— Given text —

"""

The evening’s setup at Sabayon, EQ Kuala Lumpur’s fine-dining establishment on the hotel’s topmost floor.

In his opening, Vauthier describes the Château Ausone’s unique plot of land as a rocky and ancient outcropping on a hill planted with vines since the fourth century. By 1690, the Vauthier family would become the owners of this area, 7.25ha of small terraces on the hillside and plateau to the southern entrance of the medieval town of Saint-Emilion.

On this “mineral theatre”, where clay-limestone with asteria soil meet, the fruit flourishes and develops into a “very smooth, controlled, and powerful wine”. Here, the family’s seven hectares are grown with Cabernet Franc (65 per cent), Merlot (37 per cent), and three per cent of Cabernet Sauvignon. “Château Ausone is really the quintessence of our terroir, where much of the wine is made in the ground,” Vauthier says. And this also leads to its rarity—in a year, only 2,500 cases are produced, making the wine highly limited.

Édouard Vauthier, the 11th-generation of the Vauthier family, who has owned Château Ausone since 1690.

This rarity also made this dinner, hosted together with Bordeaux Liquid Gold—the distributor of Château Ausone in Malaysia—a very significant one among its series of wine dinners held in Malaysia. Julian Poh, Bordeaux Liquid Gold’s CEO, reflects: “Château Ausone seldom opens its table to the world. To gather 11 generations of its winemaking heritage and traditions in one evening was not just a dinner—it was a moment of history, quietly and exceptionally revealed.”

The evening would then swing into the dinner pairing, with the mesmerising wines taking centre stage: a stunning breadth of fruit, and a symphony of aromas and flavours. It began with the 2010 Chapelle d’Ausone and a scallop tartare with truffle. The wine is a cuvée of wine produced from some of the younger vines on selected plots in the exact same terroir as that of Ausone.

(From left) Fabien Levrion, Breguet’s South-East Asia Brand Manager, with TS Yap, Shawna Yap, and Robb Report Malaysia’s Editorial Director, Kenneth Tan.

"""

— Written request —
Translate this sentence from the Château Ausone dinner text into Spanish: "It began with the 2010 Chapelle d’Ausone and a scallop tartare with truffle."

[A run of records]

"""

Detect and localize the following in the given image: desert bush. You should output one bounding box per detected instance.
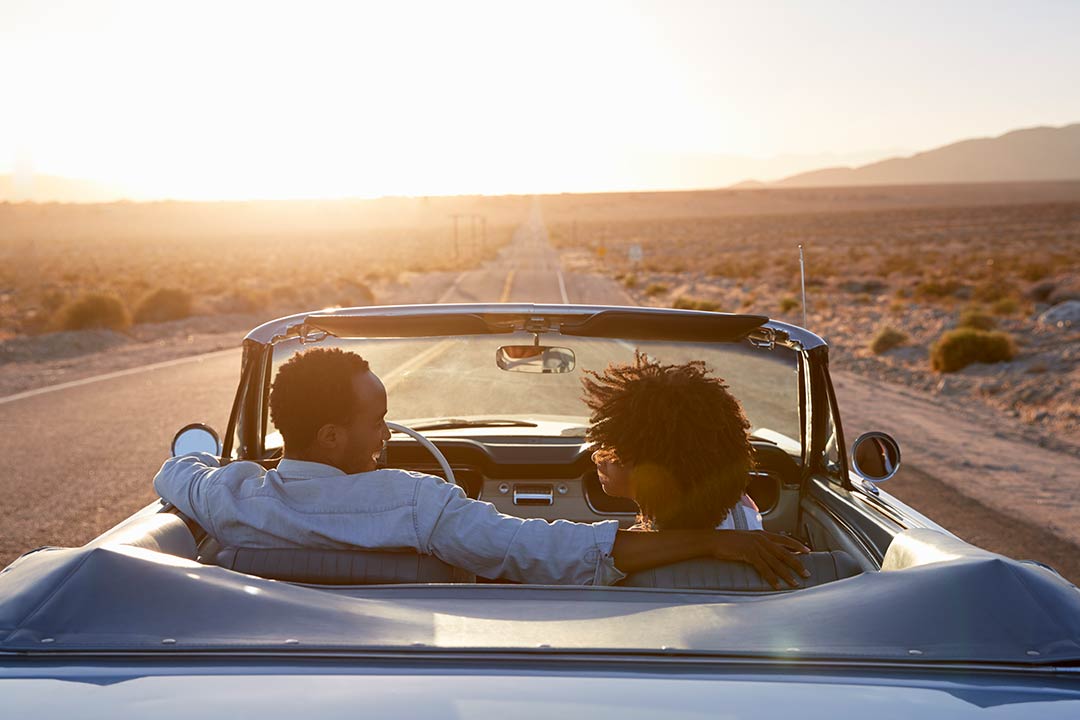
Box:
[214,288,269,315]
[930,327,1016,372]
[342,281,375,308]
[1026,280,1057,302]
[990,298,1020,315]
[59,293,132,330]
[135,287,191,323]
[971,280,1016,302]
[869,325,907,355]
[672,295,720,312]
[1020,262,1050,283]
[956,308,998,330]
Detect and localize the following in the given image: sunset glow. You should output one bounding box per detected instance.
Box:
[0,1,1080,199]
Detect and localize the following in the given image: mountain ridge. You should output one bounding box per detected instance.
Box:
[765,123,1080,188]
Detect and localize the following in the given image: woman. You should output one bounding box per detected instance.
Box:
[582,353,761,530]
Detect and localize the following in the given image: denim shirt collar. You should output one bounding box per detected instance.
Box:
[278,458,346,480]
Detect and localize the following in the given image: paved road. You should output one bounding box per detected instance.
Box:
[0,202,1080,574]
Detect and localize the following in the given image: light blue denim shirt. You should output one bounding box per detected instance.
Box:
[153,453,624,585]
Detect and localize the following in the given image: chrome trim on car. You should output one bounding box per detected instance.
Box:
[245,302,825,350]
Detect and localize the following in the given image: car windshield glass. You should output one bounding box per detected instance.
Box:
[267,332,799,447]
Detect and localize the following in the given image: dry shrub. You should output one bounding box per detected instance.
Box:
[971,280,1016,302]
[780,296,799,312]
[59,293,132,330]
[214,288,269,315]
[672,295,720,312]
[915,279,963,299]
[956,309,998,330]
[930,327,1016,372]
[342,281,375,308]
[135,287,191,323]
[990,298,1020,315]
[869,325,907,355]
[1020,262,1051,283]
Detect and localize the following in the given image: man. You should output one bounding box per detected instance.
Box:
[153,349,807,588]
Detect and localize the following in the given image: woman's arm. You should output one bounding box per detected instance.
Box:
[611,530,810,589]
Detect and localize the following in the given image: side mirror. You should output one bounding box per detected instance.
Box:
[173,422,221,458]
[495,345,576,373]
[851,433,900,483]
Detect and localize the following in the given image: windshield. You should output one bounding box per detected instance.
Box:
[267,332,799,447]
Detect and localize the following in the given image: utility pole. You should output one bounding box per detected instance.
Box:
[450,213,461,260]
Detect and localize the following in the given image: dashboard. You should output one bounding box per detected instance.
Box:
[386,435,800,529]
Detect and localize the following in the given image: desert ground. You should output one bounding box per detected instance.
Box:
[0,182,1080,582]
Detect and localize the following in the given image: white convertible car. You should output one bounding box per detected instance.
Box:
[0,304,1080,720]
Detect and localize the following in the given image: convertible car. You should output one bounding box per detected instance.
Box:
[0,304,1080,719]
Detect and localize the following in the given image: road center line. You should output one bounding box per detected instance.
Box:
[555,270,570,305]
[0,348,240,405]
[382,340,454,393]
[428,273,465,302]
[499,269,517,302]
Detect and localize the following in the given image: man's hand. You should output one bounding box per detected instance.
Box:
[713,530,810,590]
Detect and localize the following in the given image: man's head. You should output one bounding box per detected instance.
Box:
[270,348,390,473]
[582,354,753,529]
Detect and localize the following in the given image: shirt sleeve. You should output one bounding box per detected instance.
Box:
[415,478,625,585]
[153,452,221,535]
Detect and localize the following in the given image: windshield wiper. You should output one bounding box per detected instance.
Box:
[411,418,537,430]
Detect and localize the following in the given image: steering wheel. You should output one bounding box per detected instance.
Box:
[387,422,458,485]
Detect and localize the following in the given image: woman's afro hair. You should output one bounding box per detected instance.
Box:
[582,353,753,529]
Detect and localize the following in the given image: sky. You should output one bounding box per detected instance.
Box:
[0,0,1080,200]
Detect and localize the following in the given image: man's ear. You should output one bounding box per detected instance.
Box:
[315,422,341,449]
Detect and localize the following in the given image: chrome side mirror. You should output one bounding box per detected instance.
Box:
[495,345,577,373]
[851,432,900,483]
[173,422,221,458]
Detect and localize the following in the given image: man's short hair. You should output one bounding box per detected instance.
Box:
[270,348,369,449]
[582,353,753,529]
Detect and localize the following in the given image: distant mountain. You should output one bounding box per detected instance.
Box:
[768,123,1080,188]
[0,175,124,203]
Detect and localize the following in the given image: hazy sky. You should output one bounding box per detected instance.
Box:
[0,0,1080,199]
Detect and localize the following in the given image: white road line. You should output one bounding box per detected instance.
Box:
[555,270,570,305]
[0,348,240,405]
[435,273,465,302]
[499,268,517,302]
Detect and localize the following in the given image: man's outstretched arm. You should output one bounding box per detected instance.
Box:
[611,530,810,589]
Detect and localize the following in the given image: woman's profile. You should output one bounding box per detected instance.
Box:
[582,353,761,530]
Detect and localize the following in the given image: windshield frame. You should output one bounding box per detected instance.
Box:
[222,303,825,478]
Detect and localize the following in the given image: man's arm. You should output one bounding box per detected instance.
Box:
[611,530,810,589]
[153,452,220,534]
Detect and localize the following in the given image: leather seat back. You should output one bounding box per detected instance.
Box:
[95,513,197,560]
[214,547,476,585]
[619,551,862,592]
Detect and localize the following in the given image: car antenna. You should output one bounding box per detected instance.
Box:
[799,243,807,327]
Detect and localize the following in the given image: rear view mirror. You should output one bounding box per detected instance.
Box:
[851,433,900,483]
[495,345,576,373]
[173,422,221,458]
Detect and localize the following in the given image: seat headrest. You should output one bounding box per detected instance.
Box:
[214,547,475,585]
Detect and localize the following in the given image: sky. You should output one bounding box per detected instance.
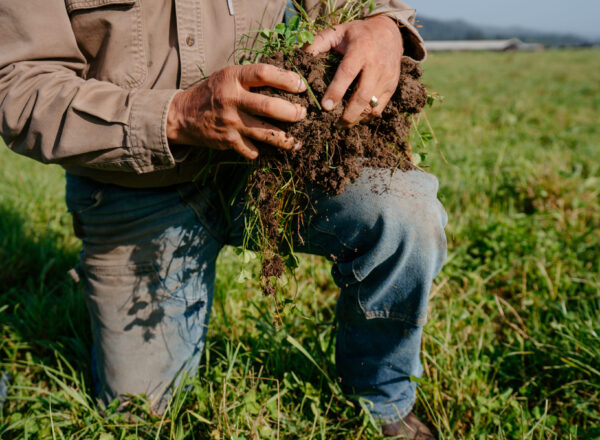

"""

— Task answer —
Comenzó con el Chapelle d’Ausone 2010 y un tartar de vieiras con trufa.